• [The exercise]: In the passage on CaTiO3 as a nozzle coating, how much CaTiO3 powder did each sample hold?

• [Extract provided]:
An addition of 20–40 mass-% TiO2 in the CaO–Al2O3 system has been found to decrease the liquidus temperature. 25 Moreover, CaTiO3 nozzles have been proven to outperform nozzles made of Al2O3–C, CaZrO3 and 2:1 CaTiO3–CaZrO3 in casting simulations. 7 Thus, by combining CaTiO3 with CaZrO3, it has been suggested that the material will have a better wear resistance compared to if the compounds are used separately. 12
Clogging can be reduced either by grain refiners or by inhibiting the reaction mechanism at the RBM/steel interface. 4 To obtain an optimal prevention of clogging, these measures should be combined to obtain a high steel cleanliness. This is due to that the reaction mechanisms at the RBM/steel interface will lead to the formation of more Al2O3 inclusions in the molten steel. 15
A limiting factor for CaO containing RBMs has been the ability to transport the CaO to the RBM/steel interface. If a coating is used, the additive does not need to be transported through the RBM. 7 Therefore, coating of the SEN could serve as a potential protection against Al2O3 build-up on the SEN when casting Al killed steel grades. Overall, suitable coating materials for SENs must have a combination of a favourable wetting angle with steel, a reduced potential for thermochemical reactions, and a low permeability to gases. 5,23,24 In addition, the smooth surface that a coating provides will reduce vortices in the flow that causes alumina particles to move to the SEN's wall due to inertia forces where they can stick to the surface. 3 With atmospheric plasma spraying, the coatings will have an excellent reproducibility, 10 and this is a technique that can be used for coating of the SEN for an industrial implementation at a further stage. In this study, CaTiO3 has been evaluated as a potential coating material for casting Al killed steel grades sensitive for clogging in the continuous casting process.
Experimental
Laboratory trials
Experiments were conducted where CaTiO3 powders (99 wt-% pure, (325 mesh) were held in pure alumina crucibles in a Labmaster very high temperature graphite furnace (Fig. 2). The alumina crucible was placed into a graphite crucible and heated at a rate of 10°C min− 1. Here, the furnace temperature accuracy was ± 3°C.

Laboratory set-up for heating of CaTiO3 powder in Al2O3 crucibles in argon protected high temperature graphite furnace
In total, five different samples (C1–C5) were prepared, as presented in Table 1. Each sample consisted of ∼13 g CaTiO3 powder, which was placed in a 40 mm high crucible with a 30 mm outer diameter and a 3 mm thickness. The starting temperature was 400°C for all samples. In addition, a protective argon atmosphere with a flow rate of ∼4 L min− 1 was used.

• [Information given]:
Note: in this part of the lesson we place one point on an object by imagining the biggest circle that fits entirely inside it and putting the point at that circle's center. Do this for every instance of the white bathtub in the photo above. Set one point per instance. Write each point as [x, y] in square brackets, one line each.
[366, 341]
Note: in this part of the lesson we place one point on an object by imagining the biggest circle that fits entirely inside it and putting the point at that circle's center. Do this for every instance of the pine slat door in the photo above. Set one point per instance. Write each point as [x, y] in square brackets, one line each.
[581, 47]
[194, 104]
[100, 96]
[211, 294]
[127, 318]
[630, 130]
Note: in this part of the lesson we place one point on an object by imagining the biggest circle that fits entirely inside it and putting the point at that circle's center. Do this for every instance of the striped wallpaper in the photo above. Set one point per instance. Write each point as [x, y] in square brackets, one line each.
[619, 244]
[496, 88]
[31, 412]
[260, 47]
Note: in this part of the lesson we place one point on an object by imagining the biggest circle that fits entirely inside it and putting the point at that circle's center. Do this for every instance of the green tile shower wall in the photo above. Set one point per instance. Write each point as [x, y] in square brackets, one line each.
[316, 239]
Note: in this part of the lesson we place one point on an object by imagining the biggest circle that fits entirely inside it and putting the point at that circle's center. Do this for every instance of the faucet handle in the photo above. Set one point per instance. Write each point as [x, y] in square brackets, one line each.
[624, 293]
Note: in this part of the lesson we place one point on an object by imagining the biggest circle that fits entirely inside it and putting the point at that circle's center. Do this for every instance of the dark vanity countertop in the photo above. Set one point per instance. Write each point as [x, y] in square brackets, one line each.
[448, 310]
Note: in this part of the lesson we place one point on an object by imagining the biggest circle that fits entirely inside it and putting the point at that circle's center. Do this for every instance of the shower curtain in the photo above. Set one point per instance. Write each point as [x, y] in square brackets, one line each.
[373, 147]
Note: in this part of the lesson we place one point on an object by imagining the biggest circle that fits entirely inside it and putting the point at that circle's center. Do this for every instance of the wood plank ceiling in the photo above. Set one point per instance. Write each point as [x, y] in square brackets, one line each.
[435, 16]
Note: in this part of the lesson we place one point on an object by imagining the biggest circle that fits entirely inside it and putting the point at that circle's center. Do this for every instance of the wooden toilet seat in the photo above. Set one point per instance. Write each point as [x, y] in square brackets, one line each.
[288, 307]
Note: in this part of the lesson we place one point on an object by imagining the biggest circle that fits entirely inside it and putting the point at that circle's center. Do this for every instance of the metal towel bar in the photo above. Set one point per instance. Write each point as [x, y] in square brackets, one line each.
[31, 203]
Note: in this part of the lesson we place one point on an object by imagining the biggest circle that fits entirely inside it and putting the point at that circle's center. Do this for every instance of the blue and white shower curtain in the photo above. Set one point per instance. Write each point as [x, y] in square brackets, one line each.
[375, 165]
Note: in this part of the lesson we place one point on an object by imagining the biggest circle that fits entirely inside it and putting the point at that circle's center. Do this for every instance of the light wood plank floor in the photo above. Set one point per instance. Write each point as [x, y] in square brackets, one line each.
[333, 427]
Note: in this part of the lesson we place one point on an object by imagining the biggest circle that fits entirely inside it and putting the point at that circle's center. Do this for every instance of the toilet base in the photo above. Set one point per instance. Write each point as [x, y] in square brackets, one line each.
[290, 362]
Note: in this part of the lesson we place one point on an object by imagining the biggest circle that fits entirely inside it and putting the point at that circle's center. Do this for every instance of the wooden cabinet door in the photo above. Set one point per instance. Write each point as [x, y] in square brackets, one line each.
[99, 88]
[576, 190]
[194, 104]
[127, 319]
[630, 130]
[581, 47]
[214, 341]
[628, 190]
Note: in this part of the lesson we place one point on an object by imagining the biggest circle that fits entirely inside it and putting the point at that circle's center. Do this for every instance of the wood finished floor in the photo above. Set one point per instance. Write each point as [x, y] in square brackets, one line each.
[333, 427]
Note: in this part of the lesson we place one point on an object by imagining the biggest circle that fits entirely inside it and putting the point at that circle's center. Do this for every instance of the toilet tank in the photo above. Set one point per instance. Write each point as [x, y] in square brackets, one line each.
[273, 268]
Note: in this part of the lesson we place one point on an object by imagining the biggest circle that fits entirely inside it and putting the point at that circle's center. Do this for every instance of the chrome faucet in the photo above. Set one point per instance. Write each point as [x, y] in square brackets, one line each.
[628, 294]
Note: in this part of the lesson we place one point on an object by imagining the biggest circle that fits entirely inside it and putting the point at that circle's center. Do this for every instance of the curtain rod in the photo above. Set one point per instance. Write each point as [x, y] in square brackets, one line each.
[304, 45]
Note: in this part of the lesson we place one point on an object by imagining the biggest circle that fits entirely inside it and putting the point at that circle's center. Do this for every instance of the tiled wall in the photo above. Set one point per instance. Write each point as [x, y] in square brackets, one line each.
...
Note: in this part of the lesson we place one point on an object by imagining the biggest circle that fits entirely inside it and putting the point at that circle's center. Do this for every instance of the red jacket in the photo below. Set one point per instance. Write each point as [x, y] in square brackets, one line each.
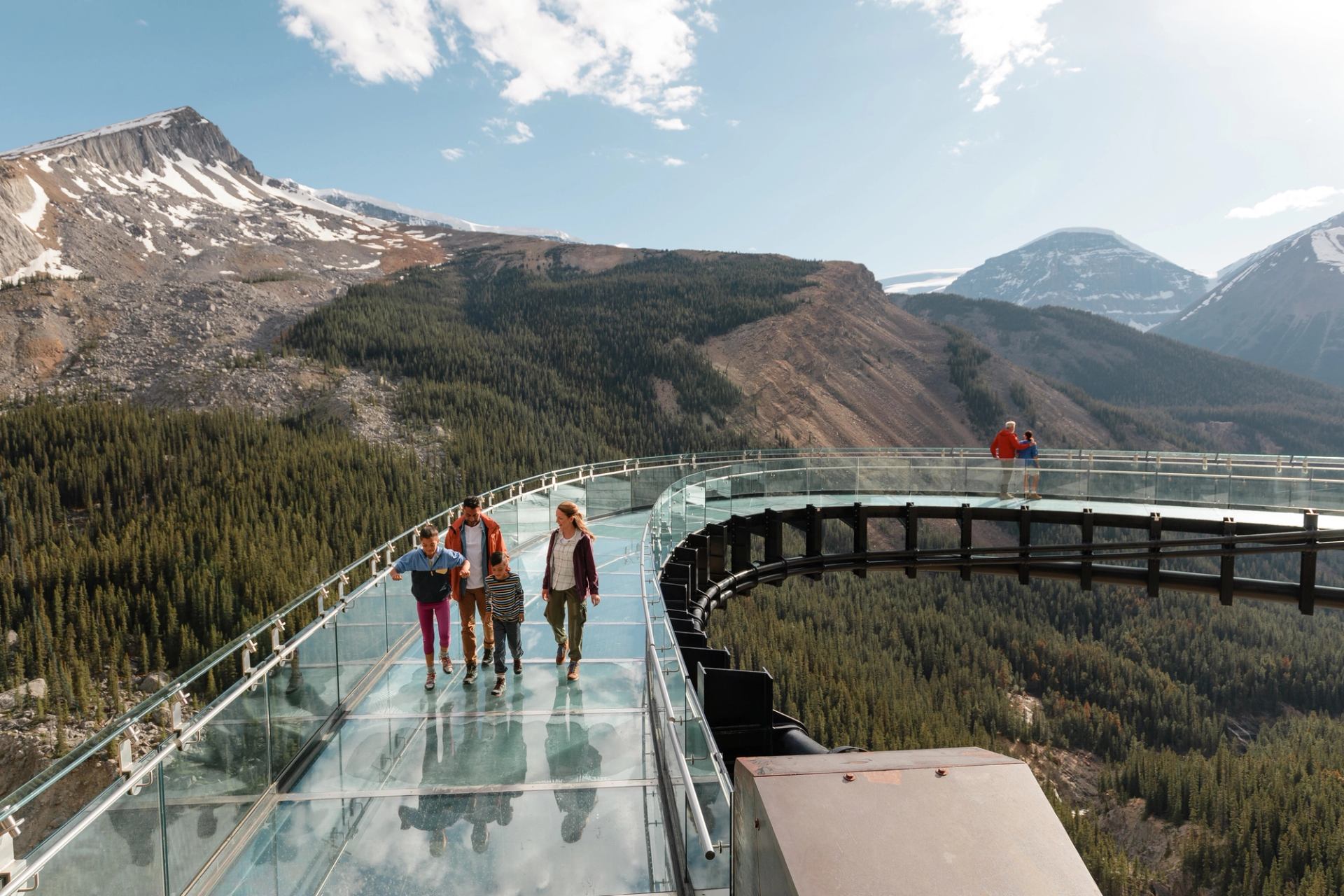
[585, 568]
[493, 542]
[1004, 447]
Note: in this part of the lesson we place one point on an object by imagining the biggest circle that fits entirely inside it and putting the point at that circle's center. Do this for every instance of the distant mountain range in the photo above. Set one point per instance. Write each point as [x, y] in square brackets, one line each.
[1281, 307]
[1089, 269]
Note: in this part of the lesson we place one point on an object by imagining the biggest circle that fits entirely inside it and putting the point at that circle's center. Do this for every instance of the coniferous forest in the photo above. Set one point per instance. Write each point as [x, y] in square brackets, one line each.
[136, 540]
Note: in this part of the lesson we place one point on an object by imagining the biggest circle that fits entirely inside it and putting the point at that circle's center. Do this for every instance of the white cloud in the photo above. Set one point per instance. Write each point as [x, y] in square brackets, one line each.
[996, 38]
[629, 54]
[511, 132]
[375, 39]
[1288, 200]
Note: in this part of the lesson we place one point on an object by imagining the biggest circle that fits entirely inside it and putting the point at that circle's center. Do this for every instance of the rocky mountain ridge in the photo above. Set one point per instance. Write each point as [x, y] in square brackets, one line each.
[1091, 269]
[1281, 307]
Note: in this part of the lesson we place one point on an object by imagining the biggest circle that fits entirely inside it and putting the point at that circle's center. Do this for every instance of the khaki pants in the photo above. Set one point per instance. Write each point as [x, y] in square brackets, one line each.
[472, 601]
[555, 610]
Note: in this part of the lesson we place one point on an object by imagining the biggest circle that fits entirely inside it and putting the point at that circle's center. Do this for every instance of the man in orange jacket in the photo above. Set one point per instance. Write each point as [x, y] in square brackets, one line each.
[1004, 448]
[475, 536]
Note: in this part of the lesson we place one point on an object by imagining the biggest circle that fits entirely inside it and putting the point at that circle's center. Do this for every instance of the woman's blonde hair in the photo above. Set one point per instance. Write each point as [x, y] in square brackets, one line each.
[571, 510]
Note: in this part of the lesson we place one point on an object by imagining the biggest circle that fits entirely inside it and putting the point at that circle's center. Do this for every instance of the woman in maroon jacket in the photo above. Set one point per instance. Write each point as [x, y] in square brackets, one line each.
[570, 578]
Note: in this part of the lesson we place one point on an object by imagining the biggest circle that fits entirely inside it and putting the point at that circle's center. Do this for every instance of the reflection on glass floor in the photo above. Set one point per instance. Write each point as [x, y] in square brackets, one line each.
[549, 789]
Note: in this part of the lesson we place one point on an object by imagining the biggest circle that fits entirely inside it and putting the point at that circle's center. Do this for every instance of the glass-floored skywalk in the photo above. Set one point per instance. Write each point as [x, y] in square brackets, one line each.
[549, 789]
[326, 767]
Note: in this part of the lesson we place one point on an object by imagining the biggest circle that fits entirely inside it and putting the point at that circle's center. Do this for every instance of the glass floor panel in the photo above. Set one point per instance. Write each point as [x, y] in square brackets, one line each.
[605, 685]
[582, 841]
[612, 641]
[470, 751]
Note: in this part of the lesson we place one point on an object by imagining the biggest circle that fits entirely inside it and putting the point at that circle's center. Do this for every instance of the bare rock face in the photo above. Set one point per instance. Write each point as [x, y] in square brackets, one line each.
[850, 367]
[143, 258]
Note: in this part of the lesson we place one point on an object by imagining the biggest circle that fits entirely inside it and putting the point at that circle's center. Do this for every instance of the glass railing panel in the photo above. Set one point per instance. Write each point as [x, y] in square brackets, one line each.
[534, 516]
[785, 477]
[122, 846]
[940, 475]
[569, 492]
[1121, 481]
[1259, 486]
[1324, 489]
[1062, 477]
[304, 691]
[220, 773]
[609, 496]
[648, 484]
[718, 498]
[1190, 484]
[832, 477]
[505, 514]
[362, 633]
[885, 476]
* * *
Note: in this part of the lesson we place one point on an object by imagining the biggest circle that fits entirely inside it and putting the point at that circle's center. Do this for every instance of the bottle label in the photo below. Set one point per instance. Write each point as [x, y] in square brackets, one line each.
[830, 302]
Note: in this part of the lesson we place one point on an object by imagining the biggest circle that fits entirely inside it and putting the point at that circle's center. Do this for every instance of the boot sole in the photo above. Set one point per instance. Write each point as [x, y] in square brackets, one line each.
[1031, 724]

• [Correct output]: About 13 g.